• _Set problem_: Write out the rows below word for word, starting with the first row and going on through the row that contains "point(78, 124)", with both of those rows included.

• _Exercise inputs_:

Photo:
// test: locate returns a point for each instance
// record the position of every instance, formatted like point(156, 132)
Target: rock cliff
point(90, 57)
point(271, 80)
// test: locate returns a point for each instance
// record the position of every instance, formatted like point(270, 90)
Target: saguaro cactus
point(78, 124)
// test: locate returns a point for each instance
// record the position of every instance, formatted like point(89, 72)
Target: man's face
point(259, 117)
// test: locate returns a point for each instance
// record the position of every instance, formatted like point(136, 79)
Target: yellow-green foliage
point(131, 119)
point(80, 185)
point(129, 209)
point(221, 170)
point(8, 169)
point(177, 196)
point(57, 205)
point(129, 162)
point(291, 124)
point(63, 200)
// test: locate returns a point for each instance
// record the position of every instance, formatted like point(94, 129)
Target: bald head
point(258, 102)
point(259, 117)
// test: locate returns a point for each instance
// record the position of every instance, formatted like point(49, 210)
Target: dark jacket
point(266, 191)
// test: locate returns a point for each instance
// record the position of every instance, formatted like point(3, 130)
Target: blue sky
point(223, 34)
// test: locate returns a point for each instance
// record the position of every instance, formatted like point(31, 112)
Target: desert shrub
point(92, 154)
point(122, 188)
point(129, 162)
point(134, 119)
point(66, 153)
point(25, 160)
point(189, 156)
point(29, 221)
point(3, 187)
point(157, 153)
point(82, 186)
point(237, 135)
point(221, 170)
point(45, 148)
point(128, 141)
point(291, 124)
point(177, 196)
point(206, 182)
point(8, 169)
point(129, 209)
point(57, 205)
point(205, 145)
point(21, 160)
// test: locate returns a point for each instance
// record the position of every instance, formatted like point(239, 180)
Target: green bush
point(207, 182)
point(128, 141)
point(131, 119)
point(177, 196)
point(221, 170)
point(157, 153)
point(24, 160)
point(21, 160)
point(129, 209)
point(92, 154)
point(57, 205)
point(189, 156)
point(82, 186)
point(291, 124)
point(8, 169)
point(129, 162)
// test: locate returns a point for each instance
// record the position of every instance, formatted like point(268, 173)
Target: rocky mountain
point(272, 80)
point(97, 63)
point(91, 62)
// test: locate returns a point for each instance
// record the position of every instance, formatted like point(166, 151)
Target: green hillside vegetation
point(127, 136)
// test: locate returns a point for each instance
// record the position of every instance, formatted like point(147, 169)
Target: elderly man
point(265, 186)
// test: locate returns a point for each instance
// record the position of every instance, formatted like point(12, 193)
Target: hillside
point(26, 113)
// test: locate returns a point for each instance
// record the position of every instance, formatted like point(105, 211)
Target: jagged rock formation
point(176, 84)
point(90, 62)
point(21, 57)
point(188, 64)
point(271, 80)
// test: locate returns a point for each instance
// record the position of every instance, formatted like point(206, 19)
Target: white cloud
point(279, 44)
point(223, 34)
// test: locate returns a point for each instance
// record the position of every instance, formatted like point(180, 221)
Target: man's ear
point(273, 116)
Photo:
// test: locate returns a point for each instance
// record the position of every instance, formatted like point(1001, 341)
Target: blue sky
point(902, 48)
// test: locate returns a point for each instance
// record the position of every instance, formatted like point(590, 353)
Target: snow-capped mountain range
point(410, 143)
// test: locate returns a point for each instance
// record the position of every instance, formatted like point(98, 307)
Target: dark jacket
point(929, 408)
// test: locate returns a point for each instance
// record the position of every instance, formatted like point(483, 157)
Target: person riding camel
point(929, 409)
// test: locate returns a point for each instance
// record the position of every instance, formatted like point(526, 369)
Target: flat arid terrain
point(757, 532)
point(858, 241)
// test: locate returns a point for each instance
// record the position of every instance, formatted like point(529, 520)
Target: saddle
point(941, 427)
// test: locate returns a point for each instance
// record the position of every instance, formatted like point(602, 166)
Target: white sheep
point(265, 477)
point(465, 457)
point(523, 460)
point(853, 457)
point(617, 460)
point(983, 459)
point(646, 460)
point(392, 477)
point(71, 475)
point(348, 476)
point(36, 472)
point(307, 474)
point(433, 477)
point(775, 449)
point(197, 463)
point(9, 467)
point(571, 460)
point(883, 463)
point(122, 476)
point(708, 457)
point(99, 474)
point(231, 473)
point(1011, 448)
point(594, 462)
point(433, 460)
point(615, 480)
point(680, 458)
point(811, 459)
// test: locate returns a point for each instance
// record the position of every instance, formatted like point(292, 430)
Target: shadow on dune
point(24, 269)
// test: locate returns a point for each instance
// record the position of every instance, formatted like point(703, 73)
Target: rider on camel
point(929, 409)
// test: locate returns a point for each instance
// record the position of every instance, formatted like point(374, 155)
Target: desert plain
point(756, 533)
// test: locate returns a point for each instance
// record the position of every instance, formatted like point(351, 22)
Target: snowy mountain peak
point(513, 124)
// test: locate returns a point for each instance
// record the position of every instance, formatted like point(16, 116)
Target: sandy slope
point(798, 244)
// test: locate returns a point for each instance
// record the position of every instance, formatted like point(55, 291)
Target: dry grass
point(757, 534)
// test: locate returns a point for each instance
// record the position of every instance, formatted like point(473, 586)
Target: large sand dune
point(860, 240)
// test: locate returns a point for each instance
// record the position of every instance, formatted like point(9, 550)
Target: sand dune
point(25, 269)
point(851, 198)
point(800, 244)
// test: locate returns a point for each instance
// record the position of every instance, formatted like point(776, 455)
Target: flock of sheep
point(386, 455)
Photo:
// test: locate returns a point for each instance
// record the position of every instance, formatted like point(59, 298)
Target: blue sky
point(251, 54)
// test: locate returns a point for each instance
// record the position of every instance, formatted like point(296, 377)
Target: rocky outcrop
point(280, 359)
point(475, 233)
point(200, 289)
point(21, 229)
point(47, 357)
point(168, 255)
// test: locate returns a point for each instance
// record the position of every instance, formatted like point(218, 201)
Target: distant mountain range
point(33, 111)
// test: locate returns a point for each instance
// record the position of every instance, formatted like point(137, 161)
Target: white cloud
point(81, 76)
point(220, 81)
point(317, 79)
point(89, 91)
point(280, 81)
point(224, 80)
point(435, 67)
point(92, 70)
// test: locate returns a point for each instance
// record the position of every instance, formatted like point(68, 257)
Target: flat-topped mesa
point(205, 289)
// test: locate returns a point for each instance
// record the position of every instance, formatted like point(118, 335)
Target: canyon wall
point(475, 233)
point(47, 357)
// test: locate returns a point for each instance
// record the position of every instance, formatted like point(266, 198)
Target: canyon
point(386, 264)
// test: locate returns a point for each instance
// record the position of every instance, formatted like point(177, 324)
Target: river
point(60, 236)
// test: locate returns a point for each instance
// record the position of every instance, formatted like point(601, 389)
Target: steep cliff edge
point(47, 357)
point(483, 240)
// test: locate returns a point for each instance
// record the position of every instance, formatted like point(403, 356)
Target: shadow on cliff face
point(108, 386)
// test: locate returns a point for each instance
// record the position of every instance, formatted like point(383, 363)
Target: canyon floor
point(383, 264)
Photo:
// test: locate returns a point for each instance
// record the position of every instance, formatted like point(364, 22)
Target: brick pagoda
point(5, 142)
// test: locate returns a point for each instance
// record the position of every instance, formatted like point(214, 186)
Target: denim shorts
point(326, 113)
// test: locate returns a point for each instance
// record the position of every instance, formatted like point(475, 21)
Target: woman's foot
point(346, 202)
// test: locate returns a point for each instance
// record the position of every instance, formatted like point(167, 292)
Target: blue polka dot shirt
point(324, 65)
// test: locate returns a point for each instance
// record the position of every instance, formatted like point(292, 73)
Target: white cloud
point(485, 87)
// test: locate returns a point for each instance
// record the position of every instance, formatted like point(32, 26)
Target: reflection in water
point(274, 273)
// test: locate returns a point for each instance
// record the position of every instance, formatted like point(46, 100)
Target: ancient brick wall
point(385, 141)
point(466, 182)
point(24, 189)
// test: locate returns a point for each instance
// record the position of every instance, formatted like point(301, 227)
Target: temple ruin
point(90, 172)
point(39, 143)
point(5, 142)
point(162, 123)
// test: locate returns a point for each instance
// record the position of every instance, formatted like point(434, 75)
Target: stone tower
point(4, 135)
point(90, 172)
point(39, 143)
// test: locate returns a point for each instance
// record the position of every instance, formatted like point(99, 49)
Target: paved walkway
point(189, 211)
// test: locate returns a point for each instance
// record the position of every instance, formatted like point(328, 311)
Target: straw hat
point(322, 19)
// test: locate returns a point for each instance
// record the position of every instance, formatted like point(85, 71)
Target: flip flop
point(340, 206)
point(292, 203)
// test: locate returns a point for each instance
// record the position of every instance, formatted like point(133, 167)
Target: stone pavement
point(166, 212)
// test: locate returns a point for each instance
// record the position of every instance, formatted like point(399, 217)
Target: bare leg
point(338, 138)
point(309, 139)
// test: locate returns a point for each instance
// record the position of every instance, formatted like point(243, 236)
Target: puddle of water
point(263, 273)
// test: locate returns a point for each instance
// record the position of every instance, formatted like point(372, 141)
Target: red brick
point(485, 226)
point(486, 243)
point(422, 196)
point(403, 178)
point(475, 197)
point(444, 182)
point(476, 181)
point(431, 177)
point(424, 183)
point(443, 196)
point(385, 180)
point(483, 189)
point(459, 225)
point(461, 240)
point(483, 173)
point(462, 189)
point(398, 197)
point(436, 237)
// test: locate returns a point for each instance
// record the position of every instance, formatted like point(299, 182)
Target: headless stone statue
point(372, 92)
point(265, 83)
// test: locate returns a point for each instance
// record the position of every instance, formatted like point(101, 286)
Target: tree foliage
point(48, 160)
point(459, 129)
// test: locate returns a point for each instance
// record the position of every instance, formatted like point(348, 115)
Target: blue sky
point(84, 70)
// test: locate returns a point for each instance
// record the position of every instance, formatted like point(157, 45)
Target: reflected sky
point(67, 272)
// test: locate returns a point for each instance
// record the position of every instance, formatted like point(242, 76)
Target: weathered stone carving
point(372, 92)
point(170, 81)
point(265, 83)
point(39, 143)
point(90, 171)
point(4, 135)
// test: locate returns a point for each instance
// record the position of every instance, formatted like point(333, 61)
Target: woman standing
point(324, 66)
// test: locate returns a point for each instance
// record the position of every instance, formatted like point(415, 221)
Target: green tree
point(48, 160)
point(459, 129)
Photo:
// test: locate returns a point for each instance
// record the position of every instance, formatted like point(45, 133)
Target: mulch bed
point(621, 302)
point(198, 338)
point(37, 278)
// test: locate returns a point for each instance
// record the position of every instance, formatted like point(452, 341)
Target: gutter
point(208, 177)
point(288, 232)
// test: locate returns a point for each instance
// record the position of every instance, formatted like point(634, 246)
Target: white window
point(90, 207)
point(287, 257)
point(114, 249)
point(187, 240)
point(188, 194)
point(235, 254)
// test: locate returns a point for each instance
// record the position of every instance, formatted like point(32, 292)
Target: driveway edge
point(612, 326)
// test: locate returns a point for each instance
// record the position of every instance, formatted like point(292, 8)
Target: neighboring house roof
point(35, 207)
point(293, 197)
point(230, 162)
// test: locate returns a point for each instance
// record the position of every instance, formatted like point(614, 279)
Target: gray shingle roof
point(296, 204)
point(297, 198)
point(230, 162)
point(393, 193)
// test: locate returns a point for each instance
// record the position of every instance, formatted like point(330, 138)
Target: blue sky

• _Written response_:
Photo:
// test: locate returns a point for each instance
// record the position of every instance, formatted like point(156, 132)
Target: rock cliff
point(90, 57)
point(271, 80)
// test: locate returns a point for each instance
// record the position of every instance, formatted like point(270, 90)
Target: saguaro cactus
point(78, 124)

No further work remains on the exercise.